What needs to be done
Using the article on Meghan McCain and Joe Biden, explain in one to three sentences why she says it shouldn't take a rocket scientist to know who she's voting for.

Reading text
↓

Meghan McCain says she loves Joe Biden ‘dearly’ as she hints she’ll be voting Democrat
Meghan McCain appeared to throw her weight behind Joe Biden, saying it shouldn’t be a surprise who she’ll be voting for in the next presidential election.
The conservative LGBT+ ally and daughter of the late Republican senator John McCain appears to have come out in support of Joe Biden, who served with her father in the Senate for years.
McCain made a not-so-veiled statement of support on Andy Cohen’s Watch What Happens Live, and she threw some shade at Donald Trump’s treatment of her family, too.
“It shouldn’t take a rocket scientist to know [who I’m voting for]. There’s one man who has made pain in my life a living hell and another man who has literally shepherded me through the grief process,” McCain said.
“This really shouldn’t be rocket science for people.”
Meghan McCain said Joe Biden helped her after her father John McCain’s death.
While she declined to say directly who she’d be voting for, she went on to speak of how Biden helped her throughout her father’s struggle with cancer, and continued to support her after his death in 2018.
“I love him dearly,” she added.
“The Trumps, they’re always making my mom cry. I just think politics is personal too and character is really important. And [I want] someone who’s going to tamp down… fear and anger, instead of making it worse.”

↑

Given information

↓

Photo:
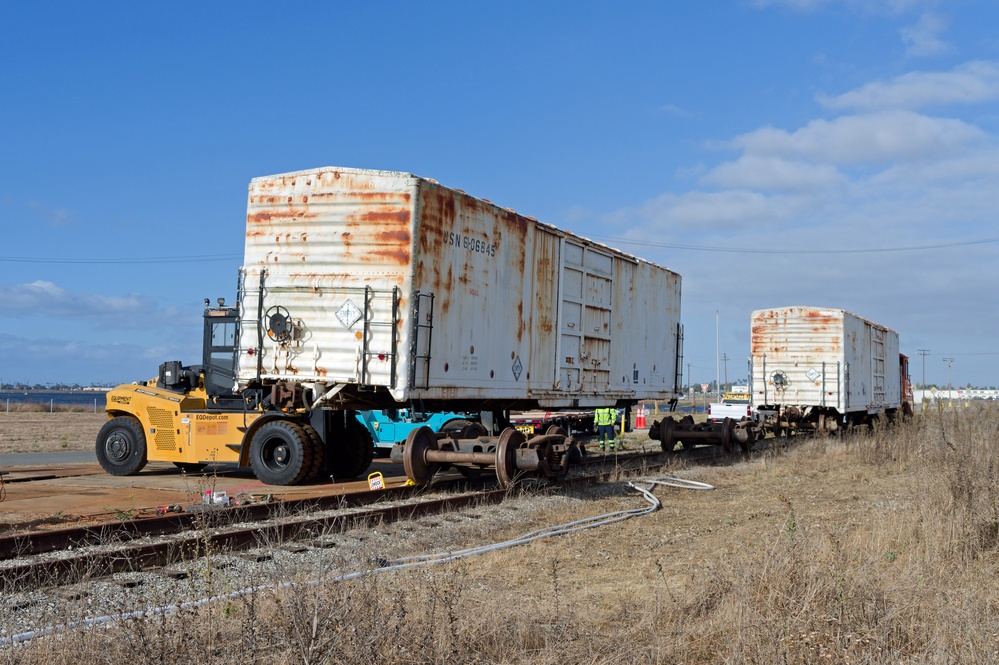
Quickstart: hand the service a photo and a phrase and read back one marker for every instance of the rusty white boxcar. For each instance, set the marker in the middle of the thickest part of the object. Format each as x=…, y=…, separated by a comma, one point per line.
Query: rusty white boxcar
x=820, y=367
x=370, y=289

↑

Answer to this problem
She says one man has made her pain a living hell, while another has literally shepherded her through the grief process. The article says Biden helped her throughout her father's struggle with cancer and kept supporting her after his death in 2018.